- Description of the task
Restate each entry below word for word, without skipping any.
======== Data for this task ========
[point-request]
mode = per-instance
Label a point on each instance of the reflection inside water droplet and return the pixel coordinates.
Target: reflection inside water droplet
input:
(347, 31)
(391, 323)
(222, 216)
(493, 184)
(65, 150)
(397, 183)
========
- Response area
[point-request]
mode = per-instance
Label a point on each instance of the reflection inside water droplet and return the pixel coordinates.
Target: reflection inside water droplet
input:
(347, 31)
(391, 323)
(222, 216)
(493, 184)
(65, 150)
(397, 183)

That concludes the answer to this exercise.